__Objective a__
In the blow-up doll story, what name does the packaging give the doll?

___ Given passage

A friend of mine – let’s call her Penny (she understandably wishes to remain anonymous) - lives on a fairly high floor of a very tall building, and her balcony overlooks the grounds of an expensive and exclusive private girls’ school across the road.

Penny’s boyfriend was away for a few days, so her flatmate thought it would be hilarious to buy a male blow-up doll and leave it, fully inflated, in Penny’s bed. The doll was a particularly cheap model, un-blessed by the inconvenience of genitals, inflatable or otherwise. The doll’s name, according to the packaging, was Maverick.

When Penny discovered Maverick in her bed, she didn’t see the funny side straight away. After recovering from the initial terror she grabbed it and, realising her flatmate had just left for a party (dressed as a pirate, mind you – not relevant – just funny), ran with it to the balcony. She saw her flatmate below, shouted to her, and waved Maverick in the air.

The wind was angry that night, my friends.
In no time at all, Maverick had leapt free of Penny’s grip, and was floating across the street. Like his Top Gun namesake, he soared, looped-the-loop and seemingly mocked the laws of physics. Over a tree he flew, gradually losing altitude. Across the netball courts of the expensive and exclusive private girls’ school he wafted, and then, tired of his naked, airborne adventures, he gently drifted behind a building right in the middle of the school.

Naturally, when Penny told me this story, I laughed up my freaking pancreas. Shortly afterwards, I decided that it should become my mission to get Maverick back. A girl can never have too many hobbies, and Blow-Up Doll Retrieval is as honourable as any.

To that end, this very morning I have sent the following email to the administrative ladies at the aforementioned school:

From: ************ @ hotmail.com
To: **************@**********.edu.au
Subject: Lost Property Enquiry
Date: Thu, 2 Apr 2009 10:50:58 +1000

Dear Sir/Madam,

I regularly visit a friend who lives in a building very close to your school, and unfortunately recently whilst there, I lost some property that I believe may have ended up on school grounds.

______
___ Provided records

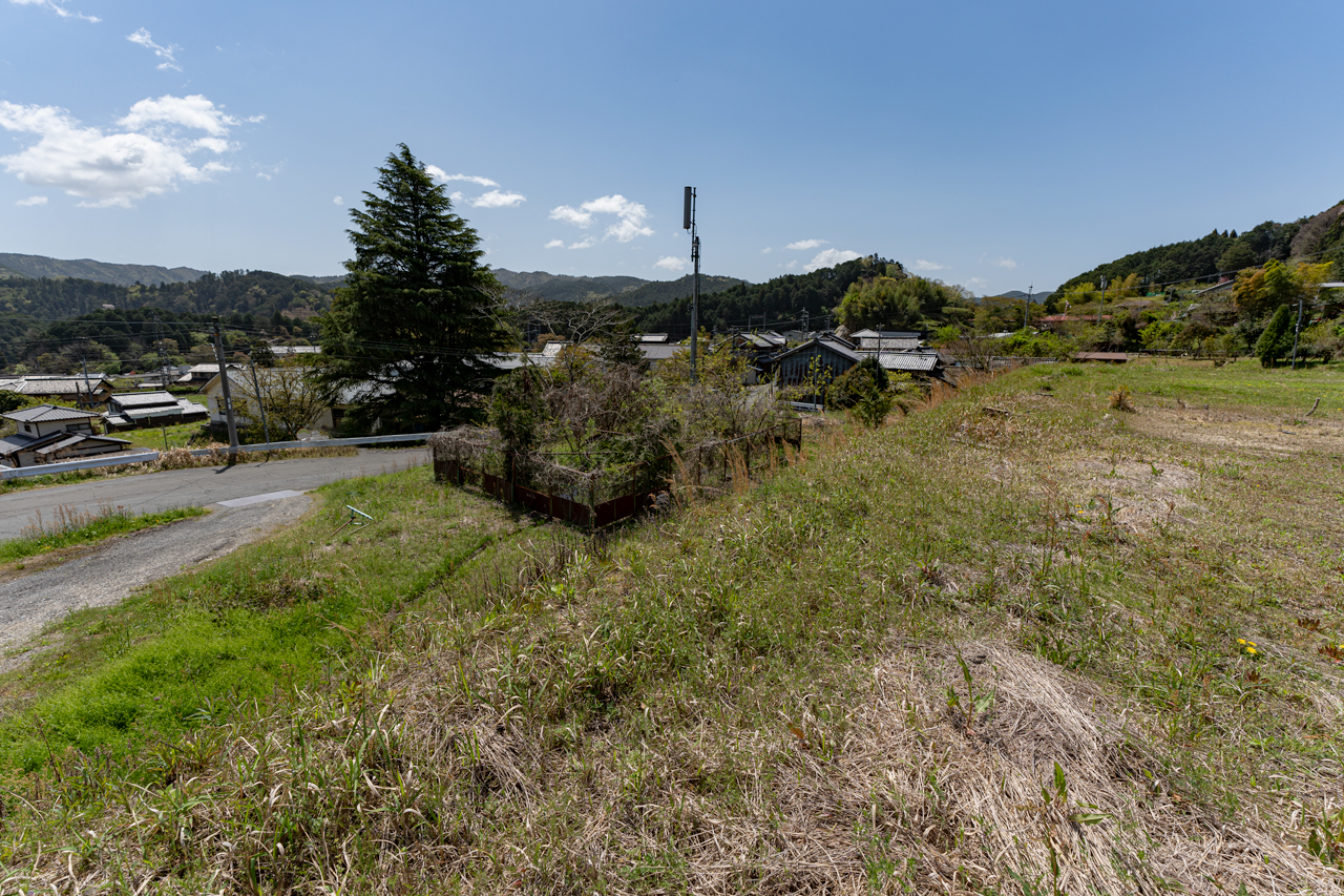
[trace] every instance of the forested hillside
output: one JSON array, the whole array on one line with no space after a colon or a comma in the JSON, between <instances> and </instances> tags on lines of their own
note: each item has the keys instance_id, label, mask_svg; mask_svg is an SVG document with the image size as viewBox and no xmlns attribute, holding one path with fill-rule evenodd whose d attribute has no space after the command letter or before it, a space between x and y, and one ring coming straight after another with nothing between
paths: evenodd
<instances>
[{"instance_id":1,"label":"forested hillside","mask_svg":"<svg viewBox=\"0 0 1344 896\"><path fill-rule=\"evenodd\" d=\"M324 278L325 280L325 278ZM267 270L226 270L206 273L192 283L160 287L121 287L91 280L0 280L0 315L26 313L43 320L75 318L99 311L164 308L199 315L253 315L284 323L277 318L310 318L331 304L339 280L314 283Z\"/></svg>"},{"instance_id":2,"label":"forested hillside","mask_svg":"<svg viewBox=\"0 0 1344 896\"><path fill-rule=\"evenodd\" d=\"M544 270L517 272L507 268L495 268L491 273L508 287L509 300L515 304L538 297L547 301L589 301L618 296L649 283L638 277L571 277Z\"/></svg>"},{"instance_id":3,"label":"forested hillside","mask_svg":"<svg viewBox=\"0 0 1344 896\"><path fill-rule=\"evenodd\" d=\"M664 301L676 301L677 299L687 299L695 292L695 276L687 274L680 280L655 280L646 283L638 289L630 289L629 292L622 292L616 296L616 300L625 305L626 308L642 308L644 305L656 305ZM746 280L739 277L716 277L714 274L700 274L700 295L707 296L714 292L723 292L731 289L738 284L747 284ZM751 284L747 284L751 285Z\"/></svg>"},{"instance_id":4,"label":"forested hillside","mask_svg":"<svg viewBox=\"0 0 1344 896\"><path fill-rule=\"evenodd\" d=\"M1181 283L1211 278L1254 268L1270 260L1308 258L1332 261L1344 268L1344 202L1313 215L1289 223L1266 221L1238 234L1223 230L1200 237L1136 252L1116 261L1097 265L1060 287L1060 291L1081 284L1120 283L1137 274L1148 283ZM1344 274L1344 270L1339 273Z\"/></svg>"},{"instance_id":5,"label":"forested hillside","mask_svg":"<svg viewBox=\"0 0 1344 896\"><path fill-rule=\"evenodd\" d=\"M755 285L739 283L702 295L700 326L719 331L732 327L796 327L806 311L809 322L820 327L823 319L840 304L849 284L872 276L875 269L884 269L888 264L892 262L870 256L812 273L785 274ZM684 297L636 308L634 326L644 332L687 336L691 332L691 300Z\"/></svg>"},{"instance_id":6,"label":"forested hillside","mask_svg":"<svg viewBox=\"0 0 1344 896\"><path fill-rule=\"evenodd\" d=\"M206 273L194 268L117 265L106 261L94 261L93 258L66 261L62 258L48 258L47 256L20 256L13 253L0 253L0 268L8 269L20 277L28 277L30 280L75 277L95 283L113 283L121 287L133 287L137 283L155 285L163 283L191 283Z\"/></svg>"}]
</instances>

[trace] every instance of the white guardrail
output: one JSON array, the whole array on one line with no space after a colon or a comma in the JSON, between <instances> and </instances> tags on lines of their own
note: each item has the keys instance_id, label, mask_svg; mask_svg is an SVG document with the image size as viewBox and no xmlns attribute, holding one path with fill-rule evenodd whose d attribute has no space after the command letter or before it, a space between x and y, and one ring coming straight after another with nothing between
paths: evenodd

______

__Objective b__
Starting at the line of the listing that contains "[trace] every instance of the white guardrail" and running through the end of the listing, lay out those lines as a Markdown table with a Row column for the row number and a Text column for the line. Leave out any blank lines.

__Final answer a__
Maverick

__Final answer b__
| Row | Text |
|---|---|
| 1 | [trace] every instance of the white guardrail |
| 2 | output: one JSON array, the whole array on one line with no space after a colon or a comma in the JSON, between <instances> and </instances> tags on lines of their own |
| 3 | note: each item has the keys instance_id, label, mask_svg; mask_svg is an SVG document with the image size as viewBox and no xmlns attribute, holding one path with fill-rule evenodd whose d attribute has no space after the command letter or before it, a space between x and y, and one ring coming straight after another with nothing between |
| 4 | paths: evenodd |